### Document excerpt
>>>>>
My Story (A Thank You Card to Patrick and the Team)

I recently received a message replying to a comment I made how I was able to break into IB as an intern and would like to provide a nice update to where I am in my career.

Original Story from April 2012:

When I started the fall semester 2011, I was coming off a BB MO role and about to start a VC internship, so I thought I would be well positioned to land interviews while also working on building an event for my business school. Started applying late August for IB FO roles, confident I would land interviews because my resume looked good to that point and I added accounting as a major. I applied to a few places and......nothing (well beside 1 or 2 firms).

IB Recruiting

I started to compile a list of firms to call after being rejected from a IB FO superday and seriously considered graduating a semester late (already late due to double major) for a Intern role in IB. I sat down with my fund partner at the VC and discussed how my IB recruiting was going. I told him about my desire to stay within the region for banking and he told me to gather a list of firms in the region to see if he knew people I could reach out to. I did and I contacted one firm at a IB (IB #1) where they told me that they recently filled the full time role, but could be open to bringing on an intern.

Rejections and graduating late

I followed up a few weeks later with the VP, which turned into a phone screen, and he said to keep in touch to see if they could bring someone on for the summer. I continued to cold email and cold call more firms getting better as I went along, but still heard the same thing in terms of rejection. I was able to finish the semester with a 4.0, but no FO offer, which meant I was looking at an Intern role for the upcoming summer.

Next semester, I focused more on aggressively cold calling with creating an excel file for contacts at firms and so forth. Same rejections for the most part, but I was fortunate to land like 4-5 interviews. Fast forward to April 2012, no offer in hand and I was dejected after being rejected from 3 places in a 24 hour span. Reached an ultimatum with myself, either I was working in IB or I was not working this summer. Settled on graduating a semester late and realized what I was doing wrong in previous interview (especially when I was cutoff telling my story (went on too long)).

I fixed my story, followed up to cold email I sent to a IB (IB #2) with a call (more people need to do this) and landed an interview for an IB Intern role. I also kept in contact with IB #1 and I did a mini-superday interview with them after a in person interview with the VP a few months prior. I also interviewed for a small PE fund during this time to try to cover my bases and I like to work in PE in the future.

I received an IB internship offer...

I was just concerned with landing an IB offer and did not care about money, or what type of work I would be given, as I just wanted the opportunity. In third week in April (a week after I did the mini-superday with IB#1 and two weeks after I did the interview with IB #1), I got an email from PE on Sunday for a offer. Tuesday that week, I was called while working with the VC that IB #2 wanted to offer me the IB role. I was so excited that I finally was able to make something of my path. Quick mention that the PE and IB #2 offer were non-paid, but who cares cause I landed an IB offer. Followed up with IB#1 that day to inform the VP of my offer and he told me team liked me and he was drafting my offer letter and waiting for approval from Partners.
<<<<<
### Work to complete
1. Copy the investment banking story word for word, from "I fixed my story, followed" up to and including "in the future.".
2. Continue the investment banking story from the point where it stops.

### Given data
>>>>>
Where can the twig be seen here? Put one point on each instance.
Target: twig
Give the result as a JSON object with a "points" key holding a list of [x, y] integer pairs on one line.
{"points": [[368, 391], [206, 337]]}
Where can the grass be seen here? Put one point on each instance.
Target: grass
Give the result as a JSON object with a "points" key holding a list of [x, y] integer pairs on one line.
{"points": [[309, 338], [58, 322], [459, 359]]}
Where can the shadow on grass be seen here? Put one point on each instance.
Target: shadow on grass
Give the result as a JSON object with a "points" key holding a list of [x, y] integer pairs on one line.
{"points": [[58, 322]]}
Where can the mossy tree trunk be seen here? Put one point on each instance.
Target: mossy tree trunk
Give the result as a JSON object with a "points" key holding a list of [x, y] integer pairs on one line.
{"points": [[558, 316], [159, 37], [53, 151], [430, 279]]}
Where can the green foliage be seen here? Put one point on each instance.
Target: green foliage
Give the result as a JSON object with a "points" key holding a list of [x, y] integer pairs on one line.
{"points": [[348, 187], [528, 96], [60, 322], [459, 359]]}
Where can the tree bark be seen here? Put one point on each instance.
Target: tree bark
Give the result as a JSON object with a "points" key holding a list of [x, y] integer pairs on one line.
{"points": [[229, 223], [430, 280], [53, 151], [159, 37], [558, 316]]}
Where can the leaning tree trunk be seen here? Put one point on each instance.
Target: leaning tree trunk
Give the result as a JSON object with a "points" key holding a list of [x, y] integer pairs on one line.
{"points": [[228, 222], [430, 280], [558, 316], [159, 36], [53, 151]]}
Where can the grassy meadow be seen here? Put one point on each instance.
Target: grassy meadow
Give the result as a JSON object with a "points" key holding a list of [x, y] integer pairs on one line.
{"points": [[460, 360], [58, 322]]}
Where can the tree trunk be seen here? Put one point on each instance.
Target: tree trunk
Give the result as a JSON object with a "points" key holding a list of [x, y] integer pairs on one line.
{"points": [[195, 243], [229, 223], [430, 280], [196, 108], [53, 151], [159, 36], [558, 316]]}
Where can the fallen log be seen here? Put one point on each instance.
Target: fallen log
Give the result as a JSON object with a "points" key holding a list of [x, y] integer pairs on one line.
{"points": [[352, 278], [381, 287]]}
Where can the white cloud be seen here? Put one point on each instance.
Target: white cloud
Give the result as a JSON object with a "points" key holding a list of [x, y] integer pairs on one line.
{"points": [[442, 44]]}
<<<<<
### Answers
1.
I fixed my story, followed up to cold email I sent to a IB (IB #2) with a call (more people need to do this) and landed an interview for an IB Intern role. I also kept in contact with IB #1 and I did a mini-superday interview with them after a in person interview with the VP a few months prior. I also interviewed for a small PE fund during this time to try to cover my bases and I like to work in PE in the future.

2.
He told me to look out for something in my email in next few days. I checked my email frantically next day and saw nothing, so I began focusing on studying for a test and interview I had the next day for a valuation role, when at 10 in the night a I receive an email from IB#1 with a offer including a good pay package and mentioning the exposure I would get to IB and PE (since the firm does both). I am jumping up and down with excitement and quickly respond with the next day with a yes, then went to do an interview I had that afternoon (which turned out to be fun since I had no pressure going into it).

I did the IB role and did exactly what I wanted to do in IB (Modeling, valuation, Building Management Presentations). While it was only an intern role, I learned from early mistakes of not networking and have been doing that through mixture of references and cold calls. I currently work in Real Estate, but actively pursue IB opportunities when they come along. I am not sure what the future holds, but I remain confident that as I long as I put forth my best effort each day, that I will be fine.

Updated Story (2013):

I graduated without a job this past December, but was fortunate to land a role in Real Estate (financing) a month after graduating. While I found some topics fascinating, I realized within a few weeks I wanted to go back into IB. So, I began the process of cold-emailing and online applications to network and see what opportunities were out there. I was able to land interviews here and there (Corp Dev. Role and a possible IB Analyst role were the two most prominent), but they did not pan out. I did my best to remain optimistic about the future and was able to network a good deal.

Success - The FT IB Offer

A few weeks ago, I applied online for IB role with a strong MM and I was fortunate enough to be invited to the Superday (no first rounds, interestingly). I studied like crazy the week of the Superday. The Superday was pretty relaxed in that I really felt like I connected with my interviewers and the bank is in a city I used to work. I remember checking my phone like crazy on Friday and Saturday, thinking by Monday I did not land the role. I was sitting at work this past Monday, when I received a call from a VP I interviewed with and he offered me the FT IB opportunity with the bank, which I am so extremely grateful for.

I write this message for all the people who are looking to break into the industry and I say: keep pushing. All it takes is one place to say yes. Do not ever lose hope and confidence in yourself and your future.

Keys for you:

1. Dealing with rejection

Expect an overwhelming majority of firms to respond with a rejection and learn how to deal with it (I did it by first stating an interest in a FT role and then modifying the pitch to a intern role with a value add I could provide)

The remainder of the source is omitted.